What this task involves ->
Reproduce the material below, swapping each "Worker instructions" for "Annotator guidelines" and leaving everything else untouched.

Entries shown ->
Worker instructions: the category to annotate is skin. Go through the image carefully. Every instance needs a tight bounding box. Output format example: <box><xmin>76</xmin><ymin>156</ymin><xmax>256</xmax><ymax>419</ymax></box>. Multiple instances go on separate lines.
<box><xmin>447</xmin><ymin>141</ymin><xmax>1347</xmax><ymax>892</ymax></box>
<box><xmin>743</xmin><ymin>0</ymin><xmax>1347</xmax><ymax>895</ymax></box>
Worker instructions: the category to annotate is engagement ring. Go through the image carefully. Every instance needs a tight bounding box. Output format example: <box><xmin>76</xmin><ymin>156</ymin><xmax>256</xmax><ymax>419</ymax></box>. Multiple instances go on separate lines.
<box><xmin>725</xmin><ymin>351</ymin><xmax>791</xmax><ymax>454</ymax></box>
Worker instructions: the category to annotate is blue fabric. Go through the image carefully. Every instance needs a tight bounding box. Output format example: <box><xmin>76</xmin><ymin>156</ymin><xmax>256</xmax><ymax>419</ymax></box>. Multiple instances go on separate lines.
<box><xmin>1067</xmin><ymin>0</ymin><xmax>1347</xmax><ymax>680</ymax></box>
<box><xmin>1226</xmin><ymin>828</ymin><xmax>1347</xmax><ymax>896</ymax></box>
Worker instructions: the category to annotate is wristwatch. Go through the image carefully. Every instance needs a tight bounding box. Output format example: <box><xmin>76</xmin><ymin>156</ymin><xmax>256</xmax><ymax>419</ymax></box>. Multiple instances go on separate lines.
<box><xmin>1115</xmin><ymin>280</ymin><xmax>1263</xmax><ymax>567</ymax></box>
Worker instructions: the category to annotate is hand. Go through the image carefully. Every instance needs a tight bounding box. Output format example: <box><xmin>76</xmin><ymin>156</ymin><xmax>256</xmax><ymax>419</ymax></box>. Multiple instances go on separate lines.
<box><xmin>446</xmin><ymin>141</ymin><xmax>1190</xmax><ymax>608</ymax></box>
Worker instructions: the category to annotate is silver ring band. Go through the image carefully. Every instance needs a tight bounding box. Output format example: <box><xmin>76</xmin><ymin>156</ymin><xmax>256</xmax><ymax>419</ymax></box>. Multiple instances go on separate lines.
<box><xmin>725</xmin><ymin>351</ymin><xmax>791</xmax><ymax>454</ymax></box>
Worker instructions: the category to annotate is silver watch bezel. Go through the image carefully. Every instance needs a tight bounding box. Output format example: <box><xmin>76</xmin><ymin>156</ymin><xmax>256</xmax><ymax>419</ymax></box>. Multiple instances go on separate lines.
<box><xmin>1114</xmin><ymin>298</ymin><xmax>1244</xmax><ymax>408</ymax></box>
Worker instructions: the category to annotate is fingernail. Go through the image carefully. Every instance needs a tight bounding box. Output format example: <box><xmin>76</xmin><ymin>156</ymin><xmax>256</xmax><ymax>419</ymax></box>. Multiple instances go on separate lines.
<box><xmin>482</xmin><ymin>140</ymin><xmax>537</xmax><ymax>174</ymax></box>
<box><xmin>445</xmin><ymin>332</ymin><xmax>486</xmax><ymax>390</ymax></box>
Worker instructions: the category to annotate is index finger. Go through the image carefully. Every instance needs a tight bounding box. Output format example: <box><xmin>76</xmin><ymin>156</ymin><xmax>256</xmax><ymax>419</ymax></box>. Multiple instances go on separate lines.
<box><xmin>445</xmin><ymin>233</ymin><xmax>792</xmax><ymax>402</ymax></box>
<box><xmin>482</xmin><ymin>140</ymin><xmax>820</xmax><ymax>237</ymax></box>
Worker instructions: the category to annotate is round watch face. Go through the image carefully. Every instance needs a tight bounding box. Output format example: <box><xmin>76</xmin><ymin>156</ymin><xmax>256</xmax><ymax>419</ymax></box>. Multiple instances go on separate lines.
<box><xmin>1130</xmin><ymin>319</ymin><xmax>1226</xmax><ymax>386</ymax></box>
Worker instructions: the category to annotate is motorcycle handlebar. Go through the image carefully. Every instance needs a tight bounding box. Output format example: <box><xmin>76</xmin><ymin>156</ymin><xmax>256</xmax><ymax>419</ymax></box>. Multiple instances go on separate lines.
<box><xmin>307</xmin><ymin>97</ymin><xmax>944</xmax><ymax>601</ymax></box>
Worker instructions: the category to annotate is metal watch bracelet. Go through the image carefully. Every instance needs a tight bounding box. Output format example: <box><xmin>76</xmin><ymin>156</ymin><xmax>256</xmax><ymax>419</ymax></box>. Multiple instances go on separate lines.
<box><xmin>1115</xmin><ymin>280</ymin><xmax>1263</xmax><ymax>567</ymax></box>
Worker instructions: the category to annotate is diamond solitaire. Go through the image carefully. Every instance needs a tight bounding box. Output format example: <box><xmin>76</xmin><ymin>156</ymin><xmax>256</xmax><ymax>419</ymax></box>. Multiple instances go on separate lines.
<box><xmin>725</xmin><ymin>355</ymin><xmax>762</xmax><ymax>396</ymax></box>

Answer in full ->
Annotator guidelines: the category to annotate is skin. Go through the image carefully. Every instance needs a tight bounding box. Output format example: <box><xmin>76</xmin><ymin>156</ymin><xmax>256</xmax><ymax>419</ymax></box>. Multiple instances go on separate lines.
<box><xmin>447</xmin><ymin>141</ymin><xmax>1347</xmax><ymax>892</ymax></box>
<box><xmin>743</xmin><ymin>0</ymin><xmax>1347</xmax><ymax>895</ymax></box>
Annotator guidelines: the category to annotate is engagement ring. Go through the image carefully. Every instance needs a tight bounding box. Output format example: <box><xmin>76</xmin><ymin>156</ymin><xmax>256</xmax><ymax>419</ymax></box>. Multiple instances go on separate lines.
<box><xmin>725</xmin><ymin>351</ymin><xmax>791</xmax><ymax>454</ymax></box>
Annotator guidelines: the category to annotate is blue fabric. Go through the image carefully. Every instance needs a tight bounding box. Output format example: <box><xmin>76</xmin><ymin>156</ymin><xmax>256</xmax><ymax>419</ymax></box>. Multiple instances go on separate lines.
<box><xmin>1067</xmin><ymin>0</ymin><xmax>1347</xmax><ymax>680</ymax></box>
<box><xmin>1226</xmin><ymin>828</ymin><xmax>1347</xmax><ymax>896</ymax></box>
Annotator guidelines: the category to annotate is wristwatch. Go through the image carefully. Every instance needs a tight bounding box. Output format example: <box><xmin>76</xmin><ymin>156</ymin><xmax>256</xmax><ymax>419</ymax></box>. Multiple instances go on separate lines.
<box><xmin>1115</xmin><ymin>280</ymin><xmax>1263</xmax><ymax>567</ymax></box>
Annotator guidelines: the category to annotate is hand. Go through the image carefully. Every instance needs a tight bounding box. Output format example: <box><xmin>76</xmin><ymin>156</ymin><xmax>256</xmax><ymax>419</ymax></box>. Multiple instances go on separate lines.
<box><xmin>446</xmin><ymin>141</ymin><xmax>1190</xmax><ymax>608</ymax></box>
Annotator guidelines: the category to annotate is silver ring band. Go through the image carefully. Every instance needs a tight bounding box. Output format example: <box><xmin>76</xmin><ymin>156</ymin><xmax>256</xmax><ymax>419</ymax></box>. Multiple instances go on separate lines.
<box><xmin>725</xmin><ymin>351</ymin><xmax>791</xmax><ymax>454</ymax></box>
Annotator guidelines: the category to annotate is silver watch bezel. Go through the image carefully. Every instance needs a tight bounding box. Output format example: <box><xmin>76</xmin><ymin>156</ymin><xmax>256</xmax><ymax>419</ymax></box>. Multiple instances go on separate lines.
<box><xmin>1114</xmin><ymin>298</ymin><xmax>1244</xmax><ymax>408</ymax></box>
Annotator guidelines: the category to annotate is fingernail. Go through the image carefully. Every instance needs a tight bounding box. Output format example: <box><xmin>76</xmin><ymin>156</ymin><xmax>256</xmax><ymax>419</ymax></box>. Multiple instances go on separate lines.
<box><xmin>482</xmin><ymin>140</ymin><xmax>537</xmax><ymax>174</ymax></box>
<box><xmin>445</xmin><ymin>332</ymin><xmax>486</xmax><ymax>390</ymax></box>
Annotator guidelines: the category to annotate is index finger. Go through the image carefully. Every instance needs a tight bounding box. Output format example: <box><xmin>76</xmin><ymin>156</ymin><xmax>256</xmax><ymax>419</ymax></box>. Multiple instances go on separate lines.
<box><xmin>445</xmin><ymin>233</ymin><xmax>792</xmax><ymax>402</ymax></box>
<box><xmin>482</xmin><ymin>140</ymin><xmax>820</xmax><ymax>237</ymax></box>
Annotator guidelines: the category to annotate is round watch face. Go through the image carefully. Every instance needs a tight bounding box. Output format example: <box><xmin>76</xmin><ymin>156</ymin><xmax>256</xmax><ymax>419</ymax></box>. Multiple instances go on separate lines.
<box><xmin>1130</xmin><ymin>319</ymin><xmax>1226</xmax><ymax>386</ymax></box>
Annotator guidelines: the category to annotate is motorcycle handlebar. Go through the image carefully. Every instance needs a tight bounding box. Output format example: <box><xmin>76</xmin><ymin>156</ymin><xmax>256</xmax><ymax>419</ymax></box>. Multiple instances go on separate lines.
<box><xmin>307</xmin><ymin>97</ymin><xmax>944</xmax><ymax>601</ymax></box>
Annotator guidelines: the category to annotate is metal watch bracelet. Go through the image carefully. Every instance needs a tight bounding box. Output format example: <box><xmin>76</xmin><ymin>156</ymin><xmax>256</xmax><ymax>419</ymax></box>. Multiple instances go on separate lines.
<box><xmin>1115</xmin><ymin>280</ymin><xmax>1263</xmax><ymax>567</ymax></box>
Annotator guidelines: the category to annotate is diamond solitaire. Go through the image carefully. Every instance needs a tight bounding box. Output format example: <box><xmin>76</xmin><ymin>156</ymin><xmax>256</xmax><ymax>419</ymax></box>. Multiple instances go on separate lines.
<box><xmin>725</xmin><ymin>355</ymin><xmax>762</xmax><ymax>396</ymax></box>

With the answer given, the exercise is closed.